Task description> In all of the records, substitute "contours" for "rings" and reproduce the lines otherwise unchanged, leaving the pictures out.

Supplied records>
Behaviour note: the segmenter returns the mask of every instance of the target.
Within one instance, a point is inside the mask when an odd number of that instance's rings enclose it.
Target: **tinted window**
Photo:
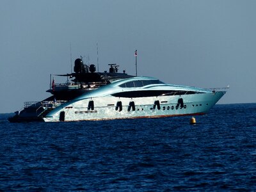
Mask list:
[[[135,87],[141,87],[143,86],[141,81],[134,81]]]
[[[159,80],[143,80],[143,81],[134,81],[128,82],[120,84],[119,86],[124,88],[131,88],[131,87],[141,87],[152,84],[161,84],[164,83]]]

Result>
Behaviour note: the segmenter returns the mask of every instance of the target.
Within one instance, a point is inside the mask when an odd number of that instance's contours enclose it.
Target: **tinted window**
Photo:
Mask list:
[[[135,87],[141,87],[143,86],[141,81],[134,81]]]
[[[159,80],[143,80],[143,81],[134,81],[128,82],[120,84],[119,86],[124,88],[131,88],[131,87],[141,87],[152,84],[161,84],[164,83]]]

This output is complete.